• Goal a: In the listing below, reproduce only the lines from the one containing "Given the photograph above, point out the man's fedora" through the listing's last line, both ends included. Multiply every point coordinate in the answers by 0.4 and round to whole numbers, halves up, leaving the requests and their format samples unchanged.

• Document extract:
::::
# Potty Training



## Michael (Sep 14, 2009)

Anyone care to share some creative ideas here? I'm afraid that we missed the best opportunity with our youngest who is now about to turn 3 and still in training pants. He was very interested in the potty some months ago but it was a bad time simply because we were moving a lot. Now he is not being very receptive. He may go once or even twice a day in the potty but mostly he just uses his training pants without communicating anything. 

One question I have in particular is how best to handle it when he wets or poops himself. Is it profitable to tell him that that is wrong, or should all the focus be positive?


----------



## Herald (Sep 14, 2009)

The reward system worked well with our daughter. A small treat and praise for each time she did well.


----------



## Kevin (Sep 14, 2009)

Rewards work best. in my opinion

Make a schedule of "potty time" and follow it. That has worked for a lot of people.

Don't sweat it. People develop on their own time tables.


----------



## JBaldwin (Sep 14, 2009)

Wow, potty training children. That was ages ago. It seems to me we used a reward system with our children, and it worked very well. We had them potty trained in very little time.


----------



## Herald (Sep 14, 2009)

btw rat brains are not a good reward.


----------



## Michael (Sep 14, 2009)

Herald said:


> btw rat brains are not a good reward.


You don't know how glad I am that you shared this. It seems you've saved me a lot of explaining with the missus.


----------



## BertMulder (Sep 14, 2009)

Our 3 year old boy (4 in december) struggled the same one for a long time. All the sudden he caught on, both day and night, in less than a couple days. Try not to pressure to much.


----------



## Sonoftheday (Sep 14, 2009)

We just potty trained my 2 1/2 year old girl about a month ago. We just took her outta training pants and put her in her big girl undies and took her to the potty every chance we could. Took a few days of messy accidents but she got the hang of it pretty quick. Did a little bit of bribing with the reward system but mostly just talking to her about how she needs to go in the potty and tell us helped more than that. We often think that our children wont understand us when we talk to them at such a young age but they are often much smarter than we give them credit for. She had a cousin who was potty training at the same time and that helped as well.


----------



## PuritanCovenanter (Sep 15, 2009)

I was lucky. I just dropped them off at my Dad's house. He made them sit on the trainer till they used it. It worked. Go figure.
::::
• Data for this task:
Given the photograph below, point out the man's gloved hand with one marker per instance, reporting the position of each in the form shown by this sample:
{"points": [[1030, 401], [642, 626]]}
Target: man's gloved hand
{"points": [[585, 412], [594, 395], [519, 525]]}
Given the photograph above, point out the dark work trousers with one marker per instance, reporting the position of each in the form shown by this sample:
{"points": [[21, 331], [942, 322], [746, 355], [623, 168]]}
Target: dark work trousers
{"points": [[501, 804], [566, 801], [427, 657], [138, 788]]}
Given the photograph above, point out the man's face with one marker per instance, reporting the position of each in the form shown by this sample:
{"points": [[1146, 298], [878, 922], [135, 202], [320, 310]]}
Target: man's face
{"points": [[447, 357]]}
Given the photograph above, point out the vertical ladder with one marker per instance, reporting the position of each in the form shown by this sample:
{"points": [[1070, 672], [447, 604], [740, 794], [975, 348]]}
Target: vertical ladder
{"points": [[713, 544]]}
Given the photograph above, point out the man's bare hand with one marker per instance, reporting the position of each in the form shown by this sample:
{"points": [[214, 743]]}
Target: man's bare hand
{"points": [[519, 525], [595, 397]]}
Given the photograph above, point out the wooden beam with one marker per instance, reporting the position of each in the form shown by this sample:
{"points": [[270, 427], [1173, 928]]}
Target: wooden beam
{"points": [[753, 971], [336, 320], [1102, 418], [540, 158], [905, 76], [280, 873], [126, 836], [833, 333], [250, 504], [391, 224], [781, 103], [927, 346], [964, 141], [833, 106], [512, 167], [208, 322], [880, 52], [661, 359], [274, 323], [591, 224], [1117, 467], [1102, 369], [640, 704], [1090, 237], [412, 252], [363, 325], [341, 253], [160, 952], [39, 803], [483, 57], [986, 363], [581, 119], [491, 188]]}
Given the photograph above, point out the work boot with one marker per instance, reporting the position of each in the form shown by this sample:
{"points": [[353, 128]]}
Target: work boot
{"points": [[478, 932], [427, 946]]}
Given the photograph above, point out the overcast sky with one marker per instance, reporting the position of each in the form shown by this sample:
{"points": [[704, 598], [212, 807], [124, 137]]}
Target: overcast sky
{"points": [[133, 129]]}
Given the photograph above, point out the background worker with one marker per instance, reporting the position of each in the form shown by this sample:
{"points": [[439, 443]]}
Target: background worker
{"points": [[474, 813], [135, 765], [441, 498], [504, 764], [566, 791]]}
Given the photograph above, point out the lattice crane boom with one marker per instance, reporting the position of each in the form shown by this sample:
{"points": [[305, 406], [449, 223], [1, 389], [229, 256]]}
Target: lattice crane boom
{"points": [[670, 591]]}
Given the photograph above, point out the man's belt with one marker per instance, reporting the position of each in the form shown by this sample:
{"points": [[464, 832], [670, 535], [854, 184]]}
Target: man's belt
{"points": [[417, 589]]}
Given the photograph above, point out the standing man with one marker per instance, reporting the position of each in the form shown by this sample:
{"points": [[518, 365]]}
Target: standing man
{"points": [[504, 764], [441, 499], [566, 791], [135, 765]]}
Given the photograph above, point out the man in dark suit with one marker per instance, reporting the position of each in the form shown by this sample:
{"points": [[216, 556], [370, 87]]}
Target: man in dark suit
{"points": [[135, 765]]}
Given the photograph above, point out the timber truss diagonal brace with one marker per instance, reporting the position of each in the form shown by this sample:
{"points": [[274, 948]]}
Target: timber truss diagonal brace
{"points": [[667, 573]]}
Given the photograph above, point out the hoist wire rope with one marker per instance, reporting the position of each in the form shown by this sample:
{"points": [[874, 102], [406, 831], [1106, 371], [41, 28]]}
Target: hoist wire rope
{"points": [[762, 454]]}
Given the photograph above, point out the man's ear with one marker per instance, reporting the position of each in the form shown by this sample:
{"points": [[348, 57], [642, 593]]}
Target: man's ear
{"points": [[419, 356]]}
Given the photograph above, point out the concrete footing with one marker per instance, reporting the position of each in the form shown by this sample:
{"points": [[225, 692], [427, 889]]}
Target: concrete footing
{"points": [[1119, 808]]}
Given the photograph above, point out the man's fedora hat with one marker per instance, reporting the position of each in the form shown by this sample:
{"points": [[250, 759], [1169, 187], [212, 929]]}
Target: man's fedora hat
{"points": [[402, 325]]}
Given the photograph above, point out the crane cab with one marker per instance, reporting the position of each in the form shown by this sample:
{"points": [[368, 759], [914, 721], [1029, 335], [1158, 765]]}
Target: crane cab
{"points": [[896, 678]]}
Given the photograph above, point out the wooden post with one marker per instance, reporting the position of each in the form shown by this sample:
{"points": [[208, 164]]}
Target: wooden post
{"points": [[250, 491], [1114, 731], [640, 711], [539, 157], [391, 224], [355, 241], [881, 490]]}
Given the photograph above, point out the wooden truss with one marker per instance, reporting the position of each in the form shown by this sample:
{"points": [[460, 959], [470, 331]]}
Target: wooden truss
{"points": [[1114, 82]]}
::::
• Goal b: Extend the potty training forum thread above by writing what follows its last post.

• Expected output a:
Given the photograph above, point out the man's fedora hat with one marker per instance, reporting the position of each in the form shown by this sample:
{"points": [[250, 759], [1169, 187], [212, 929]]}
Target: man's fedora hat
{"points": [[161, 130]]}
Given the photograph above, point out the crane cab with one marker per instance, reporting the position of each in the form shown by this sample:
{"points": [[368, 759], [914, 721], [1029, 335], [1158, 765]]}
Target: crane cab
{"points": [[358, 271]]}
Given the photograph above, point out the wooden post with one marker per instance, reporting the position of each in the form shown by this sample:
{"points": [[208, 164]]}
Target: wooden post
{"points": [[100, 196], [446, 292], [256, 284], [216, 63], [156, 90], [142, 96], [352, 196]]}
Given the photograph above, point out the wooden truss with one marker per instance, reporting the position of each in the form shown by this sample:
{"points": [[460, 959], [470, 331]]}
Target: wooden truss
{"points": [[446, 33]]}

• Expected output b:
----------



## Ivan (Sep 15, 2009)

Randy! LOL

Yes, reward system, but I wouldn't act pleased with accidents.


----------



## Tripel (Sep 15, 2009)

We are in the middle of potty-training our oldest and have done a similar approach as Bryan. 

We picked a day, put in on the calendar, and made certain my wife was free to be in the home all day for a few days. On that day we stopped using diapers and pull-ups for daily use and put her only in big girl underwear. After several messes and tears she got it through her head that the potty was the best way to avoid the unpleasantness. We also set timers for 20 minutes after anything she ate or drank, and when that beep when off we'd get all excited about "potty time!" and run to the bathroom. 

It went much better than anticipated...that is in regards to "#1". We are still fighting the battle with "#2", which she still is often doing in her underwear. So now we're doing high-fiber meals to make the unpleasantness a factor again.


----------



## kceaster (Sep 15, 2009)

Pick a day to fight the battle! And fight it all day long.

We didn't do any kind of reward. And although this may seem harsh, we made the boys clean their soiled clothes if they were obstinate and didn't tell us when they needed to go.

Mom was a trooper! Or a drill instructor... (Well, I was in the Marines during that time.)

It always helps to have an older sibling of the same sex. Our first was difficult, but the second learned alot from his big brother.

When I think about it, getting them to brush their teeth was harder...


Blessings,

KC


----------



## Honor (Sep 15, 2009)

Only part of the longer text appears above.